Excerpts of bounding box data

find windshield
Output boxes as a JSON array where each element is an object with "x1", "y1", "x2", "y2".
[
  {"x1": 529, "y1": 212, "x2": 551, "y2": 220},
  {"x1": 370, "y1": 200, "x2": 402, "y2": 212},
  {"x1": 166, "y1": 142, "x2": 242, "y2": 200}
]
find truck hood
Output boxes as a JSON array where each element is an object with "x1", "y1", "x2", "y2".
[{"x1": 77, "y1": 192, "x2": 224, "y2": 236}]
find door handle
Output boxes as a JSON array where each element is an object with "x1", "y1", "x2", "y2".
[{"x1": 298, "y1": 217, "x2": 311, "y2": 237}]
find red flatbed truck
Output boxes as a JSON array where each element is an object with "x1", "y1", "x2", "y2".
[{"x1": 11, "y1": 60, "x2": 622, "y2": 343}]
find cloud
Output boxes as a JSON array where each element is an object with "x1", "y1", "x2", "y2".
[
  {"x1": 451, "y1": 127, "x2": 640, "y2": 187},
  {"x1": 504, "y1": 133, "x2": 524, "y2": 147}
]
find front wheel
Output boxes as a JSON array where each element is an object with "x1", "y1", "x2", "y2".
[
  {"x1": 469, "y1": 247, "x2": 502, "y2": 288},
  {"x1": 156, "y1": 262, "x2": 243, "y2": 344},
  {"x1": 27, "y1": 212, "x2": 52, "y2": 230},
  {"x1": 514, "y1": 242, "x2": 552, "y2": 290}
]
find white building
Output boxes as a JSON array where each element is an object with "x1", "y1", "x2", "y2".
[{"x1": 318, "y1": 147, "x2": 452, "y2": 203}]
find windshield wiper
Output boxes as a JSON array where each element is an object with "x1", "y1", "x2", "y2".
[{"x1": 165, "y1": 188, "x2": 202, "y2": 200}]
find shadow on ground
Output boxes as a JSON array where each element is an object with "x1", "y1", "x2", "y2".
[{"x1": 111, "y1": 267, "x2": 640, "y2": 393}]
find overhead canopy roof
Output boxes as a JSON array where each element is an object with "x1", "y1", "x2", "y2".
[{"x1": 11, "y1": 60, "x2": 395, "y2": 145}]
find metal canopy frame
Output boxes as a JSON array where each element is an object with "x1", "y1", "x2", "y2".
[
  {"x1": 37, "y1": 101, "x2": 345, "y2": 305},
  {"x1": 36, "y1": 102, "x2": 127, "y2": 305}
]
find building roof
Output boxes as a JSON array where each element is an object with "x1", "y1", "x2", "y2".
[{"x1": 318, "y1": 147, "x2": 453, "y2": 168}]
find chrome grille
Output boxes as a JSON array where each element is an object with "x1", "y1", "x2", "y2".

» Problem
From the rows above, return every line that contains the word "building", matching case exactly.

» Full answer
find white building
find building roof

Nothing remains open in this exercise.